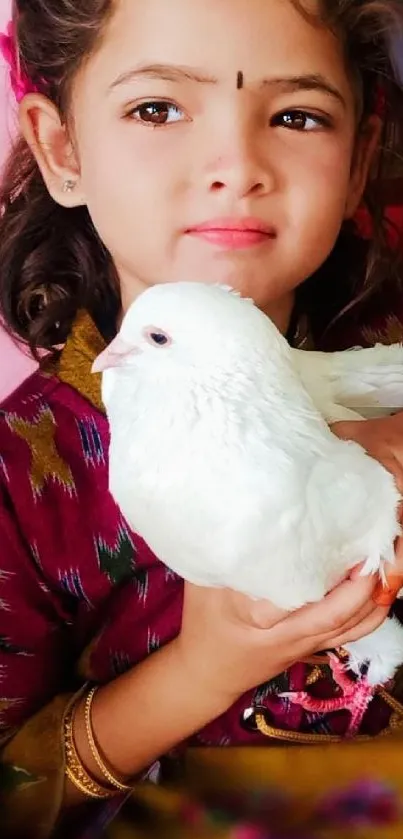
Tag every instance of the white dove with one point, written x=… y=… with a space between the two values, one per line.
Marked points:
x=222 y=460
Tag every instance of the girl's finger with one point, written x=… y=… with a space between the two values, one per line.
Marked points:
x=329 y=617
x=387 y=590
x=372 y=622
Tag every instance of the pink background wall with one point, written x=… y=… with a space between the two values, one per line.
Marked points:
x=14 y=364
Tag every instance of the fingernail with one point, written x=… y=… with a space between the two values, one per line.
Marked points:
x=386 y=593
x=356 y=572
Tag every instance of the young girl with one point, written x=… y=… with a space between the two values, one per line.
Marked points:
x=219 y=140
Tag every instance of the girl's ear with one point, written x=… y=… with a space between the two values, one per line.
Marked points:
x=52 y=148
x=367 y=145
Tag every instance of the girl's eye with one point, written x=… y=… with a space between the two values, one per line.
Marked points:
x=300 y=121
x=156 y=113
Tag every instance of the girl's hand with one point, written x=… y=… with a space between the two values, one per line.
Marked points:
x=230 y=644
x=383 y=440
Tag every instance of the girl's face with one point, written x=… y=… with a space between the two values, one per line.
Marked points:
x=237 y=115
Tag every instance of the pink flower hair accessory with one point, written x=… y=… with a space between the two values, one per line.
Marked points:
x=20 y=83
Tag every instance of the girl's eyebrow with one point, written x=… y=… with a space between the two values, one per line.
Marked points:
x=293 y=84
x=164 y=72
x=180 y=73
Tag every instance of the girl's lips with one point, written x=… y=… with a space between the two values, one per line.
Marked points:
x=234 y=234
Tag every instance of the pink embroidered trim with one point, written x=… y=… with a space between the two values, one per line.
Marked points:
x=20 y=83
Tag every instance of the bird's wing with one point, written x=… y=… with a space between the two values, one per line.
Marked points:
x=360 y=382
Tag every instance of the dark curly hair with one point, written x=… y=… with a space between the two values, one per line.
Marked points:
x=52 y=262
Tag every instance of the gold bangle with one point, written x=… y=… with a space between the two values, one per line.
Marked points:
x=117 y=785
x=75 y=771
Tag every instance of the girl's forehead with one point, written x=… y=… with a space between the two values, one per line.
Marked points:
x=254 y=37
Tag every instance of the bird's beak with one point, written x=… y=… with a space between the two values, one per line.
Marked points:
x=115 y=355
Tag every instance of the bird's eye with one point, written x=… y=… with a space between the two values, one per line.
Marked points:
x=157 y=337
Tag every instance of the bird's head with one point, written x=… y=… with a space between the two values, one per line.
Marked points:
x=188 y=332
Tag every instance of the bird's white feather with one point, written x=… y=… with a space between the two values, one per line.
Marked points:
x=221 y=457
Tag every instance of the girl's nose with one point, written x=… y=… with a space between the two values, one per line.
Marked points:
x=243 y=168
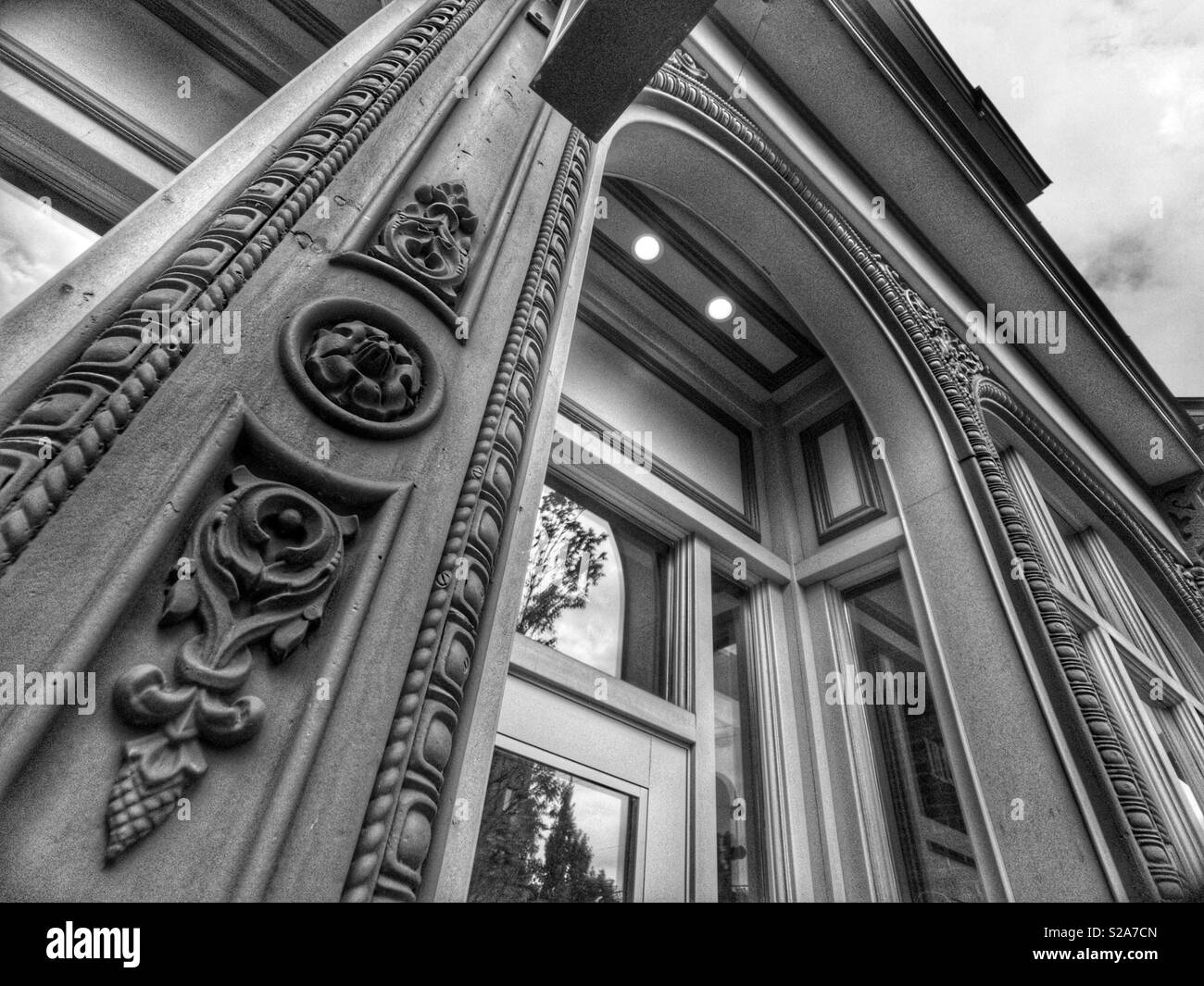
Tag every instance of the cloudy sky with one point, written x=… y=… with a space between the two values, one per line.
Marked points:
x=1111 y=105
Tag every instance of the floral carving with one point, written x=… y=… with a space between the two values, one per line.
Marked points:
x=430 y=239
x=266 y=557
x=365 y=371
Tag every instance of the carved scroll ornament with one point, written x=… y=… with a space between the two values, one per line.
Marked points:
x=430 y=239
x=365 y=371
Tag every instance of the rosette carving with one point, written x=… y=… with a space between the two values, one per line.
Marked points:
x=365 y=371
x=266 y=557
x=430 y=239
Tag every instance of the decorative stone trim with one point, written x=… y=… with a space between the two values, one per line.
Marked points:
x=430 y=239
x=961 y=376
x=359 y=365
x=51 y=448
x=396 y=833
x=266 y=559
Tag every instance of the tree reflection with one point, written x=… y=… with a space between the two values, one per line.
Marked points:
x=566 y=562
x=530 y=848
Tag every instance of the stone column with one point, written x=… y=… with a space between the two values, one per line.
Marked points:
x=251 y=514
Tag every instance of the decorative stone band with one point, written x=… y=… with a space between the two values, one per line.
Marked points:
x=266 y=557
x=961 y=377
x=396 y=832
x=49 y=449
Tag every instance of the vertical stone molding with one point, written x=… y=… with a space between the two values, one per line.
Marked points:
x=53 y=444
x=396 y=833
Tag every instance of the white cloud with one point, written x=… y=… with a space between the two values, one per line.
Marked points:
x=1112 y=108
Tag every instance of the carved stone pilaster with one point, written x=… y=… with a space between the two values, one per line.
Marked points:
x=396 y=832
x=961 y=377
x=52 y=447
x=266 y=557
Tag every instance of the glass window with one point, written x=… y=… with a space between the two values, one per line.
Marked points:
x=595 y=590
x=1151 y=680
x=546 y=836
x=737 y=793
x=923 y=813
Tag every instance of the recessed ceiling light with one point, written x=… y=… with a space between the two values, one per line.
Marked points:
x=721 y=308
x=646 y=248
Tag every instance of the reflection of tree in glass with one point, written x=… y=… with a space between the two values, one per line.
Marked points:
x=554 y=580
x=567 y=876
x=520 y=796
x=530 y=806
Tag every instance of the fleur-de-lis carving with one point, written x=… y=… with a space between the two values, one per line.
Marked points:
x=266 y=557
x=430 y=239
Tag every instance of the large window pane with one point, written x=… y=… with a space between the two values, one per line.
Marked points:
x=932 y=849
x=546 y=836
x=737 y=794
x=595 y=590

○ ○ ○ ○ ○

* **Aim of the exercise**
Copy every entry above word for word, leaving out the pictures.

* **Exercise output**
Tag every instance of the white dove with one point, written x=… y=… with a space between the two values, one per line.
Marked points:
x=222 y=460
Tag every instance of the girl's finger with one point, written x=… y=… with a space between the two values, one per line.
Marked points:
x=329 y=617
x=387 y=590
x=372 y=622
Tag every instance of the pink background wall with one point, written x=… y=… with a space between the two values, one per line.
Marked points:
x=14 y=364
Tag every instance of the fingernail with one point, written x=… y=… with a space between the two values, one per line.
Marked points:
x=386 y=593
x=356 y=572
Tag every instance of the young girl with one point, written x=… y=… with a space between the two values, one per line.
Marked points:
x=219 y=140
Tag every instance of the girl's ear with one point, written x=… y=… with a space between the two values, one per line.
Marked points:
x=52 y=148
x=367 y=145
Tag every instance of the girl's eye with one point, written x=… y=… with a space between the two values, one per line.
Marked points:
x=300 y=121
x=156 y=113
Tag every instance of the girl's hand with one point, written x=… y=… with a space between the two values, one per line.
Marked points:
x=230 y=644
x=383 y=440
Tag every instance of the girl's face with one point, written x=… y=… with a space between the two values, one per line.
Marked points:
x=237 y=115
Tag every instance of the pink flower hair accessory with one point, written x=… y=… with a space between the two values, one per line.
Marked points:
x=20 y=83
Tag every instance of the girl's eyebrow with one point, written x=… y=… with a space between the two values, one per line.
Marked points:
x=293 y=84
x=164 y=72
x=180 y=73
Tag every instance of the girl's lips with one point, written x=… y=… with a space between the two values, one per line.
Marked points:
x=234 y=234
Tag every instance of the pink embroidered trim with one point, written x=… y=… with a space between the two values, one per line.
Marked points:
x=20 y=83
Tag every instance of the bird's wing with one point, written x=… y=… with a space between the two values, one per line.
Marked points:
x=360 y=382
Tag every instance of the dark curly hair with one point, written x=… y=… with a space between the two values, one per line.
Marked points:
x=52 y=262
Tag every instance of the gold bangle with one point, written x=… y=… with a space between the two values, one per line.
Marked points:
x=117 y=785
x=75 y=771
Tag every instance of the girl's forehead with one point, written x=… y=… with a space between the two values, one per line.
Marked points:
x=254 y=37
Tag every instance of the bird's beak with one point, written x=… y=… with a space between the two values, one per line.
Marked points:
x=115 y=355
Tag every instance of the bird's eye with one point, written x=… y=… with a space between the two values, one per line.
Marked points:
x=157 y=337
Tag every instance of the bird's head with one point, written x=… y=… with a space between the two values, one per line.
Marked points:
x=188 y=332
Tag every instance of the bird's white feather with one point, written x=… y=… with a space between the two values, one per line.
Marked points:
x=221 y=457
Tag every instance of the girl's nose with one point, written x=… y=… with a space between the two values, one per line.
Marked points:
x=243 y=168
Tag every instance of the cloudy sky with one point, written x=… y=… with a space between the two values, one per line.
Marked points:
x=1111 y=105
Tag every instance of the floral carving with one point, written x=… y=… with a space between the two values, one per line.
Marked points:
x=430 y=239
x=266 y=557
x=365 y=371
Tag every instance of the carved scroll ornament with one point, written x=… y=… with a space between the two values, one per line.
Marked points:
x=430 y=239
x=365 y=371
Tag every instance of the rosette carving with one point, written x=… y=… with a space between the two values, one per line.
Marked points:
x=365 y=371
x=266 y=557
x=430 y=239
Tag every instance of the decorative stone trim with one point, written x=… y=… with a space between the two values, one per line.
Marked points:
x=430 y=239
x=961 y=376
x=359 y=365
x=51 y=448
x=396 y=833
x=266 y=559
Tag every instance of the tree reflection with one point, written x=… y=… with a space between the two values, one per line.
Marked points:
x=566 y=562
x=530 y=848
Tag every instance of the stone column with one point, written x=… y=… with a space between the two values, one per line.
Marked points:
x=251 y=514
Tag every instance of the decorative stone band with one point, written x=… y=… with a space between the two values, one per line.
Marked points:
x=266 y=557
x=961 y=377
x=396 y=832
x=49 y=449
Tag every instance of the vertical stone molding with one point, written x=… y=… with a space between the two values, one per line.
Marked points:
x=53 y=444
x=396 y=833
Tag every instance of the white cloud with one point, written x=… y=… with a space between the two values, one per line.
Marked points:
x=1112 y=108
Tag every instance of the carved stone pilaster with one point, written x=… y=… with a space between the two values, one per line.
Marked points:
x=396 y=832
x=961 y=377
x=52 y=447
x=266 y=557
Tag every instance of the glass window with one point, written x=… y=… with a space between the two values, one per line.
Marked points:
x=595 y=590
x=1151 y=680
x=546 y=836
x=737 y=793
x=923 y=813
Tag every instance of the recessed ceiling light with one point, written x=… y=… with a space between the two values, one per line.
Marked points:
x=721 y=308
x=646 y=248
Tag every instance of the reflection of tree in glass with one point, written x=… y=… with a space between the two values, one per line.
Marked points:
x=554 y=580
x=567 y=876
x=520 y=796
x=530 y=806
Tag every instance of the fleur-de-lis carving with one point, written x=… y=… with a space between the two values, one per line.
Marked points:
x=266 y=557
x=430 y=239
Tag every instance of the large window pane with one point, written x=… y=… with a space between the two values, one per line.
Marked points:
x=932 y=849
x=546 y=836
x=737 y=794
x=595 y=590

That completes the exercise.